[Referring expression pointing data]
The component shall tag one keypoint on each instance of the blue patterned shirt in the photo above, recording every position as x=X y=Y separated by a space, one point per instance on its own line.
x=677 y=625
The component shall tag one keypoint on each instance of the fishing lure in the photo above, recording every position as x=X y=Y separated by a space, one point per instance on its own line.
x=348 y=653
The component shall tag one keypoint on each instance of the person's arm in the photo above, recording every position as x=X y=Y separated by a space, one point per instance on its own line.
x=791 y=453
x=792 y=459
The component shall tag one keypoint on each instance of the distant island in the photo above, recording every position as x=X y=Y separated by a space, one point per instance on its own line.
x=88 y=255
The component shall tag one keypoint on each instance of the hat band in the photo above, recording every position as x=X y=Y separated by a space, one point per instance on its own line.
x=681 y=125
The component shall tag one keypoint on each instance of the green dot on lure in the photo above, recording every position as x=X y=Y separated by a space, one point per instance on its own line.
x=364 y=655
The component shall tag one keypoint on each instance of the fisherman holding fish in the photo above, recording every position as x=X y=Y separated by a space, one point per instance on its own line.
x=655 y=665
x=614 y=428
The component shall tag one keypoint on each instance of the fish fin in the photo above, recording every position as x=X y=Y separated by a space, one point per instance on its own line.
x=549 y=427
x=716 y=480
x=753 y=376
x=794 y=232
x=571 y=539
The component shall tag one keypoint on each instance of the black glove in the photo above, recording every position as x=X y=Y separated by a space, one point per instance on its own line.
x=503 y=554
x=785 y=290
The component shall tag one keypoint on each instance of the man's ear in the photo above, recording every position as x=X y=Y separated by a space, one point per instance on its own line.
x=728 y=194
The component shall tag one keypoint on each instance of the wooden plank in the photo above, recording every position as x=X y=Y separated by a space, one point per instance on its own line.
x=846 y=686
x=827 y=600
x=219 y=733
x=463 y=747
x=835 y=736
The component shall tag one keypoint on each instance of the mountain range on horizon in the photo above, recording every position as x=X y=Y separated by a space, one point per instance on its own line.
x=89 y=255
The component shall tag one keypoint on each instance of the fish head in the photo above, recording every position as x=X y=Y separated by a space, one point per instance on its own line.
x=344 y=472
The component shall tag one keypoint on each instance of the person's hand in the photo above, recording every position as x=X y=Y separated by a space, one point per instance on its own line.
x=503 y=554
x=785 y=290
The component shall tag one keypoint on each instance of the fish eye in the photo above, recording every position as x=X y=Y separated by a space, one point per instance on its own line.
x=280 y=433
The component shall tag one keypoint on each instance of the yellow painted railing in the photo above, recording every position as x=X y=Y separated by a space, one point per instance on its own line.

◆ Your task: Please retype, exactly as written, every line from the line containing "the fish eye" through the last line of the records above, including both of those lines, and nothing else.

◆ Final answer:
The component shall tag one keypoint on each instance of the fish eye in the photo above, recording every position as x=X y=Y separated by a space, one point per instance on its own line.
x=280 y=433
The component shall tag one keypoint on each instance of the yellow painted railing in the photo above, recording every position as x=X y=Y separated by a space, one point per instance on its own line.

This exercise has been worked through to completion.